> _REQUIRED ACTION_: Copy exactly the lines of the material below that run from the one containing "x=241, y=27" through the one containing "Wanted = one point per instance on the gray". Copy no other lines.

> _DATA TO PROCESS_:
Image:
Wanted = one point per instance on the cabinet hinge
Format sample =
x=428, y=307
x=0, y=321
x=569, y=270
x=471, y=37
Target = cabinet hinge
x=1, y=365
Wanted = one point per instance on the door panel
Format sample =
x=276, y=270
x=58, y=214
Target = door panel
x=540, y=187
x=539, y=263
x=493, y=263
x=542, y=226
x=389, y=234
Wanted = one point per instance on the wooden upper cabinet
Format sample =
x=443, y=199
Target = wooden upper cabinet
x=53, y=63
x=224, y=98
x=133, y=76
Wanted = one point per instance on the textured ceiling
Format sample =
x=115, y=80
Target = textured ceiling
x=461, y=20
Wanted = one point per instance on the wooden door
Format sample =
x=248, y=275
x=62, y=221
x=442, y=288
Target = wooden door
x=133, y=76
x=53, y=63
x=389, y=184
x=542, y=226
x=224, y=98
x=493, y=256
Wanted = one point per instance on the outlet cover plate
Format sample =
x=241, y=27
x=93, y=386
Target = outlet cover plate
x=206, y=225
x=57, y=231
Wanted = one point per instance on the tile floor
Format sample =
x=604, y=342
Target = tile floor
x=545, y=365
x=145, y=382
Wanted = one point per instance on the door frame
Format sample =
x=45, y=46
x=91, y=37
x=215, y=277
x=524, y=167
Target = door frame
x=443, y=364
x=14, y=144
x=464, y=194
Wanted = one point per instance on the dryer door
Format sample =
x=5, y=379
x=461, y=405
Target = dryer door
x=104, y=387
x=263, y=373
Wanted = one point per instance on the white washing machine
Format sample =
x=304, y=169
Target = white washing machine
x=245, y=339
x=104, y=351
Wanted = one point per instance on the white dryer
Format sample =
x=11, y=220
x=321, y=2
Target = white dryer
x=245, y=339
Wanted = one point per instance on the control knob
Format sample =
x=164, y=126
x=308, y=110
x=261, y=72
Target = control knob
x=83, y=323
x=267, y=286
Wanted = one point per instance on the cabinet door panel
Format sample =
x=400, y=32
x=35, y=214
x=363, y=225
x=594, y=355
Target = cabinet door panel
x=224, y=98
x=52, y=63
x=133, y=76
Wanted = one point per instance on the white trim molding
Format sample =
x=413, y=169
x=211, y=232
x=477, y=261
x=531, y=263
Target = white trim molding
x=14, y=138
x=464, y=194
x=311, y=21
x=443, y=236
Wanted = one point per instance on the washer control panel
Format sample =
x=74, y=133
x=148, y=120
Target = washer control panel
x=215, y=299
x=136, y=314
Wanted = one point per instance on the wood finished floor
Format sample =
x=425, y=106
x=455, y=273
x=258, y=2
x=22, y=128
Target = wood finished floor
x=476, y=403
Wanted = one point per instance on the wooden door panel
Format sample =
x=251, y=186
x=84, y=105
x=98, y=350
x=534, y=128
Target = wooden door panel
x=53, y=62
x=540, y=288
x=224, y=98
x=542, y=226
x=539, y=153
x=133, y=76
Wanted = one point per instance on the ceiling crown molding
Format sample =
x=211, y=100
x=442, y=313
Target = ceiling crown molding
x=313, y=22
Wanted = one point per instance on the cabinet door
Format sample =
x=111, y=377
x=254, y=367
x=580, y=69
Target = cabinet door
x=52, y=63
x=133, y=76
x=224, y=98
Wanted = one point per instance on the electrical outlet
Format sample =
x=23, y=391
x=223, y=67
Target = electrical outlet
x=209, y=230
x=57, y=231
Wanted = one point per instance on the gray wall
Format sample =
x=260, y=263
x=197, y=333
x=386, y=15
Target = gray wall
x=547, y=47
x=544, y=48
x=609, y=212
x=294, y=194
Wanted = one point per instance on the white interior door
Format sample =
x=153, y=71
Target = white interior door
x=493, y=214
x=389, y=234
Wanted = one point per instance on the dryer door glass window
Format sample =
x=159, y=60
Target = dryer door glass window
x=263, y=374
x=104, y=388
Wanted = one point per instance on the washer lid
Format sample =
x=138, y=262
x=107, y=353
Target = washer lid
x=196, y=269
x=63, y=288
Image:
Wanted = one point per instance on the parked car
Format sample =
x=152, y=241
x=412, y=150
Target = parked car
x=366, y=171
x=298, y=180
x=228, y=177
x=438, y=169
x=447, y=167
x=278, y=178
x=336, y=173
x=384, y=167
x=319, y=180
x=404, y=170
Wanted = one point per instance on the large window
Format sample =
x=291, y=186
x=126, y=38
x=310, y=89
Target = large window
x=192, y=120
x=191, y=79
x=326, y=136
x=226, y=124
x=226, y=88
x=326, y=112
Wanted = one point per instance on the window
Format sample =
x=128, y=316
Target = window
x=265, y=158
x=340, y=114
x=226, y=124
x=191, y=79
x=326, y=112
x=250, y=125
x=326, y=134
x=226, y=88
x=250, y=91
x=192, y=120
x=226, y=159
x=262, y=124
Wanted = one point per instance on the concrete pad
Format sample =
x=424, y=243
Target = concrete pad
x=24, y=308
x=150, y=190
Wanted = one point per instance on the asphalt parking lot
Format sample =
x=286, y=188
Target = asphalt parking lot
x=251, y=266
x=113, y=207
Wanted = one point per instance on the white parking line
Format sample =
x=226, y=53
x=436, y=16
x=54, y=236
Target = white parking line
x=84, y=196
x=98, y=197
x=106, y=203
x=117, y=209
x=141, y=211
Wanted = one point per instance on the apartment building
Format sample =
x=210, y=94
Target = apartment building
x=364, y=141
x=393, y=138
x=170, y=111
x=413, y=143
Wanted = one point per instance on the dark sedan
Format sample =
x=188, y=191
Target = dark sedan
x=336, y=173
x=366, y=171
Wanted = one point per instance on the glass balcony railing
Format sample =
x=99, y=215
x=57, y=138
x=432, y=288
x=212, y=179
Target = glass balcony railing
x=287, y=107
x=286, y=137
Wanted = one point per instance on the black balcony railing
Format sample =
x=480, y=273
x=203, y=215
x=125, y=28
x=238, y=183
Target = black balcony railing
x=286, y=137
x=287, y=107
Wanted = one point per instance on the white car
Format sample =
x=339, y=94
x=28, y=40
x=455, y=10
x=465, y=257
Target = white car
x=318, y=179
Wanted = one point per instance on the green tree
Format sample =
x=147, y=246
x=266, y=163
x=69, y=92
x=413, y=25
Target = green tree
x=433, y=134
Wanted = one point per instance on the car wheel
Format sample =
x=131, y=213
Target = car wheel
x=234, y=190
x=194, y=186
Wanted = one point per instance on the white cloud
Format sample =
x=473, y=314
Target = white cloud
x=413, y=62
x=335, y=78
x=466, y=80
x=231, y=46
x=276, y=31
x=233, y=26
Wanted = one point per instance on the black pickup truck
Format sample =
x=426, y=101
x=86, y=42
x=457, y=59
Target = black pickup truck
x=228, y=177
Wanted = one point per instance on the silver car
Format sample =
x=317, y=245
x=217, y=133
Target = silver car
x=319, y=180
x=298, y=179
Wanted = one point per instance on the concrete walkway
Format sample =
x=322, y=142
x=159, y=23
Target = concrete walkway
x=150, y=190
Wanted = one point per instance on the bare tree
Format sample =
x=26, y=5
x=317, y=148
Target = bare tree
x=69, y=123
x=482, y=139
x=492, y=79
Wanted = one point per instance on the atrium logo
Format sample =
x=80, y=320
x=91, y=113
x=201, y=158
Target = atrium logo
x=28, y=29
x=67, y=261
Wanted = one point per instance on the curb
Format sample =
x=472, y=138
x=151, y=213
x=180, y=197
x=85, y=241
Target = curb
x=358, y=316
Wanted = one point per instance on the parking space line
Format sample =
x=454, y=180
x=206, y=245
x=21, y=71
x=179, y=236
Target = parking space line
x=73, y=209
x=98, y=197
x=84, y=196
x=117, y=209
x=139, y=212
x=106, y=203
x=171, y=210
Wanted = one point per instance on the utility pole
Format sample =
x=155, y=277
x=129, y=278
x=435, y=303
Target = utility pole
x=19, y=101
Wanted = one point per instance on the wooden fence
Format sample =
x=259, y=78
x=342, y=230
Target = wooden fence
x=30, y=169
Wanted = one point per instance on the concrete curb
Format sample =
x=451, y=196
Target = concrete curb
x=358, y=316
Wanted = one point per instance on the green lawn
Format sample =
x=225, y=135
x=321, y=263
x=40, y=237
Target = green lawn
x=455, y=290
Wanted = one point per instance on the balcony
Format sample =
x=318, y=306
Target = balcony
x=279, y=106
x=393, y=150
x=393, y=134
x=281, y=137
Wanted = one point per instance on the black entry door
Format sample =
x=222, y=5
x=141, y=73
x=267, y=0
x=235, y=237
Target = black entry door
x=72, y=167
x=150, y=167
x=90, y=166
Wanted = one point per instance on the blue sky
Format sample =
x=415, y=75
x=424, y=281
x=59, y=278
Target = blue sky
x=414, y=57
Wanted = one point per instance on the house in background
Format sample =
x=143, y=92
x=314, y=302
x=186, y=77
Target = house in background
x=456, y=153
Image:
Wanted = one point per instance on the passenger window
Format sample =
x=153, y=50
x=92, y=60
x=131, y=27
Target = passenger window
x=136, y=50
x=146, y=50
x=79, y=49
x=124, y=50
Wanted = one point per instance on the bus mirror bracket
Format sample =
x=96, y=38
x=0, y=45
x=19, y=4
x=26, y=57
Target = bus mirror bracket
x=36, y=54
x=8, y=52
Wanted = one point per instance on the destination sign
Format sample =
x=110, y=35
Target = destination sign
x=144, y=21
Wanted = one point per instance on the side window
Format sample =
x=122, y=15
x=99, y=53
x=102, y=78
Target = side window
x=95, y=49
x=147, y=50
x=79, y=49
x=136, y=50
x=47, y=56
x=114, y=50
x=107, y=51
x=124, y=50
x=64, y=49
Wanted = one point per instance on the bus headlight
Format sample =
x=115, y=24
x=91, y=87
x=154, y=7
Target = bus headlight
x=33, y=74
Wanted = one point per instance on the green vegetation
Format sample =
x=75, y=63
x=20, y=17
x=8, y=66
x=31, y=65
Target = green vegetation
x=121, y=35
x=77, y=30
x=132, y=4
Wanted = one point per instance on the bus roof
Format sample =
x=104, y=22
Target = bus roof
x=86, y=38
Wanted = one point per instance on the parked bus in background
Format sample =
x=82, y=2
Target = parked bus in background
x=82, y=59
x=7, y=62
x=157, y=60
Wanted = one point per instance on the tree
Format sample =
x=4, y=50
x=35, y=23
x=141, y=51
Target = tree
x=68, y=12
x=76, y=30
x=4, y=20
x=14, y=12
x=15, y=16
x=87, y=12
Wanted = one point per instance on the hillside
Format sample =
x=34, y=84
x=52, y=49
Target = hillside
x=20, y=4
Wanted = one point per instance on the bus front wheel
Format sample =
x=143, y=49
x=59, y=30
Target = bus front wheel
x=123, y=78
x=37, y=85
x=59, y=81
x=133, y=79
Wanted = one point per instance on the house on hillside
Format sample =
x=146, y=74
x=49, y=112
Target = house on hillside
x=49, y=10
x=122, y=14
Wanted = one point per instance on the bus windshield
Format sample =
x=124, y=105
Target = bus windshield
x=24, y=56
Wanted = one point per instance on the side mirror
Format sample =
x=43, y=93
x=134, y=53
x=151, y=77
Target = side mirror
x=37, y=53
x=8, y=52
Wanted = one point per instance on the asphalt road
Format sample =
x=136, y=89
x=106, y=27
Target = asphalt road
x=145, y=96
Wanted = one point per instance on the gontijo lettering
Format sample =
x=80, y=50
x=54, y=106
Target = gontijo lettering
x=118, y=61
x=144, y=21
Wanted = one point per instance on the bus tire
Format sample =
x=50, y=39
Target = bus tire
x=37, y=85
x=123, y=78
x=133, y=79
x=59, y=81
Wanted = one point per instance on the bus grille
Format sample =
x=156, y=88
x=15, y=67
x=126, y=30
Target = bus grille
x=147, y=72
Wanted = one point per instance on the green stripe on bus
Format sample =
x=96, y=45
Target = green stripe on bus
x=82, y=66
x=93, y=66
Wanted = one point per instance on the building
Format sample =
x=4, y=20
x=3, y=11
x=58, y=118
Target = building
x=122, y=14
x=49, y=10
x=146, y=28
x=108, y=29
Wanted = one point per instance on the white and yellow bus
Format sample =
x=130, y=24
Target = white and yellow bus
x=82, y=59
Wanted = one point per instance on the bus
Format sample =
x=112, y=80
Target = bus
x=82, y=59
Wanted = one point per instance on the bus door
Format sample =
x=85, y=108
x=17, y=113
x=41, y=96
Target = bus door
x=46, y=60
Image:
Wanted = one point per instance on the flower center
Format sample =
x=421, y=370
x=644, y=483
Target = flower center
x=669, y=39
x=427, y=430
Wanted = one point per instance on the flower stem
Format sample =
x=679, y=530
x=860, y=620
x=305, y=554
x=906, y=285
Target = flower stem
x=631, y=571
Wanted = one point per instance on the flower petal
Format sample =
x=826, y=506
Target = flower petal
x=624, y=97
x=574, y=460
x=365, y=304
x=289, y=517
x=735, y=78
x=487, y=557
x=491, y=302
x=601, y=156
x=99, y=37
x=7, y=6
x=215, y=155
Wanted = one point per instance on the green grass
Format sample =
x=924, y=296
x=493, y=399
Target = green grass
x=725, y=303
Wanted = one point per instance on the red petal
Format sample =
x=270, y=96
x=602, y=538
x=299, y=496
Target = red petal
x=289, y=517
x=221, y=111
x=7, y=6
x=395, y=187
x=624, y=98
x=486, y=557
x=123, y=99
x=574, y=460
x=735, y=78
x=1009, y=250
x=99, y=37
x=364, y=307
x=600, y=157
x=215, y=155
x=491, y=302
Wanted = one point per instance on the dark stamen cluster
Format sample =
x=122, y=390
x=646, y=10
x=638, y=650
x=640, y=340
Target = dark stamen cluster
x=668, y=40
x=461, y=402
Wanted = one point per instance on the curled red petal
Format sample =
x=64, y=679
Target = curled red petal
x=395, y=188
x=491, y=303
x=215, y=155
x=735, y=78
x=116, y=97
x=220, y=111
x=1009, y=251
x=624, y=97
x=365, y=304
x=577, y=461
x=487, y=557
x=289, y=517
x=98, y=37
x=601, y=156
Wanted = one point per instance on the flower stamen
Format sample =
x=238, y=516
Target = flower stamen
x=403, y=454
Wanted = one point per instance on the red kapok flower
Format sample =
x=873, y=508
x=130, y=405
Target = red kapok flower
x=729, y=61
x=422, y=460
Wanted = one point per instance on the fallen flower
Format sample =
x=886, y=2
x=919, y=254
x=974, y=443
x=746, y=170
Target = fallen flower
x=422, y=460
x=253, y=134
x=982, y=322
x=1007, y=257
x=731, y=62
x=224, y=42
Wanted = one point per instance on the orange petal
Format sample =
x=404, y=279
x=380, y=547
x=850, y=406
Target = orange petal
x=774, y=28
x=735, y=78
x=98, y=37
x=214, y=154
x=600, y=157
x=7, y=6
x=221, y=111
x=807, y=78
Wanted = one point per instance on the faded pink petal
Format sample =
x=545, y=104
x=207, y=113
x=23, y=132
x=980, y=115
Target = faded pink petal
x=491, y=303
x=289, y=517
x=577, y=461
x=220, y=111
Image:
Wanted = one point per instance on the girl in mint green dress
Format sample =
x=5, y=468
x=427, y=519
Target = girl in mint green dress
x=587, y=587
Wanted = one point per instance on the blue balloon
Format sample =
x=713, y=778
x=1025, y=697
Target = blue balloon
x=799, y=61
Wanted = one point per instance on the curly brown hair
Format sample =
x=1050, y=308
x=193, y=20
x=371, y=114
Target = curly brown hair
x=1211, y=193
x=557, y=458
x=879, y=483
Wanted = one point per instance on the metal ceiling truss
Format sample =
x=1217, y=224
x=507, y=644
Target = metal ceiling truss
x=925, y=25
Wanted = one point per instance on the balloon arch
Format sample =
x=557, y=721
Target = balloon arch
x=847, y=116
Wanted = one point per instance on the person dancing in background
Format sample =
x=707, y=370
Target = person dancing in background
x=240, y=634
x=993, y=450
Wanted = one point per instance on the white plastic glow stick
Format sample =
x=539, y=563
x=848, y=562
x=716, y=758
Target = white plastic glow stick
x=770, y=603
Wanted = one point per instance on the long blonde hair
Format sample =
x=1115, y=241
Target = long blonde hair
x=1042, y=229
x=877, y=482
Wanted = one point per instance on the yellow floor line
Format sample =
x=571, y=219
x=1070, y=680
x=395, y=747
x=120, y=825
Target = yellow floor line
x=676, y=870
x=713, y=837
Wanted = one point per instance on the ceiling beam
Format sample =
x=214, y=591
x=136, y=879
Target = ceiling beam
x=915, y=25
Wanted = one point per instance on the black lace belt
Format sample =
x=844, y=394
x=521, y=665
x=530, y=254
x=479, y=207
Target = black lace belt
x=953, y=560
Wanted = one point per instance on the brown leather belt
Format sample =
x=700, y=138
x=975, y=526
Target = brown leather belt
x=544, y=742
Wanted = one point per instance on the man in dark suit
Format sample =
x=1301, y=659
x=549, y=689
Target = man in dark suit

> _RESPONSE AREA_:
x=241, y=27
x=93, y=386
Target = outlet cover plate
x=206, y=225
x=57, y=231
Wanted = one point per instance on the tile floor
Format sample =
x=604, y=342
Target = tile floor
x=545, y=365
x=145, y=382
Wanted = one point per instance on the door frame
Format sample =
x=45, y=46
x=91, y=37
x=215, y=277
x=524, y=167
Target = door frame
x=443, y=364
x=14, y=144
x=464, y=194
Wanted = one point per instance on the dryer door
Format sample =
x=5, y=379
x=461, y=405
Target = dryer door
x=104, y=387
x=263, y=373
Wanted = one point per instance on the white washing machine
Format sample =
x=304, y=169
Target = white washing machine
x=245, y=339
x=104, y=351
Wanted = one point per instance on the white dryer
Format sample =
x=11, y=220
x=321, y=2
Target = white dryer
x=245, y=339
Wanted = one point per instance on the control knob
Format sample =
x=164, y=126
x=308, y=110
x=261, y=72
Target = control knob
x=83, y=323
x=267, y=286
Wanted = one point per instance on the cabinet door panel
Format sample =
x=400, y=32
x=35, y=214
x=363, y=225
x=594, y=355
Target = cabinet door panel
x=224, y=98
x=52, y=63
x=133, y=76
Wanted = one point per instance on the white trim molding
Format sample =
x=413, y=169
x=211, y=232
x=477, y=261
x=531, y=263
Target = white trim molding
x=14, y=138
x=464, y=194
x=311, y=21
x=443, y=236
Wanted = one point per instance on the washer control panel
Format sample =
x=74, y=133
x=148, y=120
Target = washer control panel
x=215, y=299
x=136, y=314
Wanted = one point per instance on the wood finished floor
Format sample =
x=425, y=106
x=455, y=273
x=258, y=2
x=22, y=128
Target = wood finished floor
x=476, y=403
Wanted = one point per instance on the wooden door panel
Format sample =
x=251, y=186
x=84, y=105
x=98, y=350
x=534, y=128
Target = wooden door panel
x=53, y=62
x=540, y=288
x=224, y=98
x=542, y=226
x=539, y=153
x=133, y=76
Wanted = one point per instance on the ceiling crown molding
Format sample =
x=211, y=100
x=442, y=313
Target = ceiling crown molding
x=313, y=22
Wanted = one point per instance on the cabinet door
Format sample =
x=111, y=377
x=254, y=367
x=580, y=69
Target = cabinet door
x=52, y=63
x=133, y=76
x=224, y=98
Wanted = one point per instance on the electrical outlet
Format sample =
x=23, y=391
x=223, y=67
Target = electrical outlet
x=209, y=230
x=57, y=231
Wanted = one point per instance on the gray wall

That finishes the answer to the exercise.